Consigne. Poursuivez le texte ci-dessous sur la place du NPA dans les luttes sociales, en reprenant après sa dernière phrase.

Extrait choisi.
▶
Penser l’utilité de notre organisation dans une phase de reflux critique du mouvement social et d’exacerbation des contradictions du capitalisme, oblige à repenser nos modalités d’implication dans les luttes, au-delà des schémas issus de la période des Trente glorieuses.
Lors de la fondation du NPA en 2009, nous écrivions dans nos principes fondateurs : « Si nous décidons de nous constituer en parti, c’est parce que nous voulons agir de façon utile, structurée et cohérente. Sans nous substituer aux luttes sociales, nous devons les impulser, y participer pleinement, y proposer nos idées et y faire nos propositions d’action car nous savons que c’est par la mobilisation la plus large possible que l’on peut stopper l’offensive capitaliste, imposer des avancées sur le terrain social, démocratique et écologique, ouvrir la voie au socialisme ». Notre parti se veut utile dans le combat général de la lutte des classes, et c’est aussi en lien avec les luttes qui lui sont liées que nous envisageons notre propre dépassement, la construction d’un parti de classe, un parti pour la révolution.
En attendant la grève générale insurrectionnelle, luttons !
◀
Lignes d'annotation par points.
▶
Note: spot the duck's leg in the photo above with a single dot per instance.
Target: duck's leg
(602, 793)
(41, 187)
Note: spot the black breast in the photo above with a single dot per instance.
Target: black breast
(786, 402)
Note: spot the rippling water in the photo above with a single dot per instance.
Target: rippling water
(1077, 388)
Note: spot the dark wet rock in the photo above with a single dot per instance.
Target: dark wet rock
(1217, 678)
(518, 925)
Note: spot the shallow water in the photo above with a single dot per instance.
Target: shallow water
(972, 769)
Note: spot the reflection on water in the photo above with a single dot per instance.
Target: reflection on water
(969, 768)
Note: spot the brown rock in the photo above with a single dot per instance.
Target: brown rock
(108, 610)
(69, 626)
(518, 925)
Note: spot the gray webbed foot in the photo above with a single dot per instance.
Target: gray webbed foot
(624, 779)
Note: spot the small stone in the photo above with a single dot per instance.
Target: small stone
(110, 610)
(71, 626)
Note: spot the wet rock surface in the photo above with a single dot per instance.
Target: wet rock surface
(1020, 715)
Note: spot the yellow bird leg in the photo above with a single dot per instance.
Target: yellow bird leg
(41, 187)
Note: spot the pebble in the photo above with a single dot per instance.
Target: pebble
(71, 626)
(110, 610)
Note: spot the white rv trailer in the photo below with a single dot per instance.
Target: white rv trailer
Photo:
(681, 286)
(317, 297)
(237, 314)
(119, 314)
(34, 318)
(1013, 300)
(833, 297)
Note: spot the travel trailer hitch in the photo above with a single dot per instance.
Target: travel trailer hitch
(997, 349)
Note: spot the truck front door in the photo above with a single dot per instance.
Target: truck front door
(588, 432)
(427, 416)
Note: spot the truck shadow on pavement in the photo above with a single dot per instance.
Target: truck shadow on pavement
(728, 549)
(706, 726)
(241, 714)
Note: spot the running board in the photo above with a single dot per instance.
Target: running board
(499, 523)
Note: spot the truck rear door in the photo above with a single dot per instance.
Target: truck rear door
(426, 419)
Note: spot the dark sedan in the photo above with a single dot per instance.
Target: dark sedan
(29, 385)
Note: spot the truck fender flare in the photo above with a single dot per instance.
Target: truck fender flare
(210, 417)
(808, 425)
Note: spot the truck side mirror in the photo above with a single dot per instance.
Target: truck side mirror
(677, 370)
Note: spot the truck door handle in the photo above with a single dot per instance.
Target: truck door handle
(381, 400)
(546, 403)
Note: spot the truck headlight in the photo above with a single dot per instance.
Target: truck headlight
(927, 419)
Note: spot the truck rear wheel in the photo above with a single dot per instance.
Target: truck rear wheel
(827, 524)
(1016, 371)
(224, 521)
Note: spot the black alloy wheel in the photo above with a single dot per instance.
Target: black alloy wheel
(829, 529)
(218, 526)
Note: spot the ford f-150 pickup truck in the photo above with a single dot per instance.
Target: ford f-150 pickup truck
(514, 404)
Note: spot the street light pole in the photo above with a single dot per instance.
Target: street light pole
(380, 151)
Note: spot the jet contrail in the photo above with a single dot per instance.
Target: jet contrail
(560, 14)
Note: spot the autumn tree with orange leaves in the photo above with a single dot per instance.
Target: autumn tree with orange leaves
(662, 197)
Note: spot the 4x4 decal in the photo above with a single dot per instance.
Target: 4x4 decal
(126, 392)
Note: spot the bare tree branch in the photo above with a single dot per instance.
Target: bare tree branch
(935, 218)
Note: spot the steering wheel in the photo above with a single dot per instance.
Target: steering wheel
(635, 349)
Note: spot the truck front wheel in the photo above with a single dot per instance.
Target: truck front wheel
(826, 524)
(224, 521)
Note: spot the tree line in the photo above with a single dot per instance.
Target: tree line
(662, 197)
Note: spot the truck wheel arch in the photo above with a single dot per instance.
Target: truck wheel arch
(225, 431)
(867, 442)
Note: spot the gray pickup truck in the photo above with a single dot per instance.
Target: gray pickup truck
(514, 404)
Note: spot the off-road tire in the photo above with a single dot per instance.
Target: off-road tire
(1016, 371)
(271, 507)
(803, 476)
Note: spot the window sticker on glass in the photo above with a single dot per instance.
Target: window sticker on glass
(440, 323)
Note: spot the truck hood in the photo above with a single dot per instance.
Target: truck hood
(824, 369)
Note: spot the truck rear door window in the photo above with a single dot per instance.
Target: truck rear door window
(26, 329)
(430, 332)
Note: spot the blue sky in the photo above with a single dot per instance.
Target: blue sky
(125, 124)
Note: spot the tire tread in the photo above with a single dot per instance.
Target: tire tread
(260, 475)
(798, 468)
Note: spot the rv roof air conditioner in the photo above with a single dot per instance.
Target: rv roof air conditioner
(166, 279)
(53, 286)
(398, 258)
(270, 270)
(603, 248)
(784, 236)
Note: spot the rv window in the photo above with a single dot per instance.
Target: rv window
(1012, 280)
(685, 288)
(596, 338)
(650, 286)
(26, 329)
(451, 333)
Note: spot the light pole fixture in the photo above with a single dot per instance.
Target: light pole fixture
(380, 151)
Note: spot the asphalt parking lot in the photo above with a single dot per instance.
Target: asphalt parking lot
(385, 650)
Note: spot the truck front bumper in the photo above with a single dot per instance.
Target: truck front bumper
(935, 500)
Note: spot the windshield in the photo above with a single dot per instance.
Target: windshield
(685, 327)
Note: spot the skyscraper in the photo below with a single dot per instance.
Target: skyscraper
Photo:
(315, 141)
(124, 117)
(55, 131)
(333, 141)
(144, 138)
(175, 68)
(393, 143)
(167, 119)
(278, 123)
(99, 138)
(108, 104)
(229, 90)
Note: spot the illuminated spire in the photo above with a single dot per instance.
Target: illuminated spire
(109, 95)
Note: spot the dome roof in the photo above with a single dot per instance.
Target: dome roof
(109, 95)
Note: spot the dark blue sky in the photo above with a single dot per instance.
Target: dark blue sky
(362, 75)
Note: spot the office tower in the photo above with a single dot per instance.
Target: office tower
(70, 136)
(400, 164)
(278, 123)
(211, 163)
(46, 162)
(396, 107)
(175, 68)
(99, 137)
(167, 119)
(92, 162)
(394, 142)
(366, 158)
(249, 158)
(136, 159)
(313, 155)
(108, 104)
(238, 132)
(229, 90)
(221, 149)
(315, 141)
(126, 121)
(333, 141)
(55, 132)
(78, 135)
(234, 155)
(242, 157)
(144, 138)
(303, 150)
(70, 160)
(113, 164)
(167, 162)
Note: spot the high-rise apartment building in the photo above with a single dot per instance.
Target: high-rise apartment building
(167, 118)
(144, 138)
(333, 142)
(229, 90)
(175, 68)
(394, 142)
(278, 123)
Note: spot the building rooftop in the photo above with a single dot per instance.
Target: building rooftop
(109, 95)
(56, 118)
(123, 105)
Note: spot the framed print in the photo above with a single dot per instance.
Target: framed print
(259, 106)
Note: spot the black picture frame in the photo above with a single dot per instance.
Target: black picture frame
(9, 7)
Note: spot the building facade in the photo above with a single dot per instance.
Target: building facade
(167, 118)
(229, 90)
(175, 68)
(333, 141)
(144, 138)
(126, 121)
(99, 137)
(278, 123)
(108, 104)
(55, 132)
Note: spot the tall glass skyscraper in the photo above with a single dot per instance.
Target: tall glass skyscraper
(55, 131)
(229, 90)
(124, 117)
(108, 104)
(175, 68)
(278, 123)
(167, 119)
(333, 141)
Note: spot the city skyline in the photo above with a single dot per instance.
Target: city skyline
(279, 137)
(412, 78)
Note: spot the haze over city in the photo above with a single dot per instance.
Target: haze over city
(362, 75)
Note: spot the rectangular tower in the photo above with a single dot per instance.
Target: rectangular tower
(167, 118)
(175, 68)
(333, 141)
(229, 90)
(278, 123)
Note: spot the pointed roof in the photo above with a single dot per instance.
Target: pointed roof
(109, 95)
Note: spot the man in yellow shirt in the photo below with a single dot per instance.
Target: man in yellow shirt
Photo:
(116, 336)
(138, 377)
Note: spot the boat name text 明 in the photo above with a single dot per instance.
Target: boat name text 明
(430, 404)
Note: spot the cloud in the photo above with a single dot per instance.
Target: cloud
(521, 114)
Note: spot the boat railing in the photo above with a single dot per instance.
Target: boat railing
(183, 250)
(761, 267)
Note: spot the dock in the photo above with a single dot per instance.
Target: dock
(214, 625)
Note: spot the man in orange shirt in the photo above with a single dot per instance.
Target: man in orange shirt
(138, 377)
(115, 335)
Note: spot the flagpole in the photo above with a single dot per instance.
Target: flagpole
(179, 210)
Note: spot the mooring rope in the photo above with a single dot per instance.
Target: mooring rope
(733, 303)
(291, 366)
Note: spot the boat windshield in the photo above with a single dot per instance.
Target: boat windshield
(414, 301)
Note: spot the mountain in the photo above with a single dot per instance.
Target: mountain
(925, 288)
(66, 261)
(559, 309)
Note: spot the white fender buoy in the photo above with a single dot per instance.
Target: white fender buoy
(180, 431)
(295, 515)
◀
Réponse.
La période actuelle est marquée par des défaites dans une situation où les contradictions du capitalisme sont exacerbées et ses marges de manœuvre assez faibles. Le recul des organisations du mouvement ouvrier, la montée des idées réactionnaires, marquent un rapport de force dégradé. Pour autant des luttes existent non seulement dans le champ direct de la production mais surtout en marge de celui-ci. Nous sommes partie prenante de ces mouvements dans un aller-retour permanent tant sur le fond que sur la pratique. En tant qu’organisation, nous y apportons une mémoire des luttes antérieures, un lien avec les générations précédentes. Nous participons à clarifier un rapport aux institutions, à l’État d’autant plus facilement que de nombreuses luttes sont déjà subversives et radicales. Sur la structuration, nous portons les débats sur les questions de démocratie, de pérennité des cadres. Les expériences d’auto-organisation nous intéressent dans une perspective autogestionnaire et nous apportons de notre côté des éléments sur l’efficacité politique d’un centralisme démocratique nécessaire à l’extension et à la structuration de mouvements nationaux et qui font cruellement défaut aujourd’hui. C’est clairement le cas dans le mouvement féministe qui se trouve sans direction autonome du mouvement ou avec l’absence de coordination des boîtes en lutte face aux licenciements.
Les réseaux sociaux tentent partiellement de répondre à ces problématiques de circulation de l’information et de coordination des actions en permettant parfois de court-circuiter bureaucratie et verticalité des décisions. Mais leur caractère éphémère et anti-démocratique pèse de manière contre-productive dans la durée. Il y a un enjeu à mettre ces outils sous contrôle de celleux qui luttent.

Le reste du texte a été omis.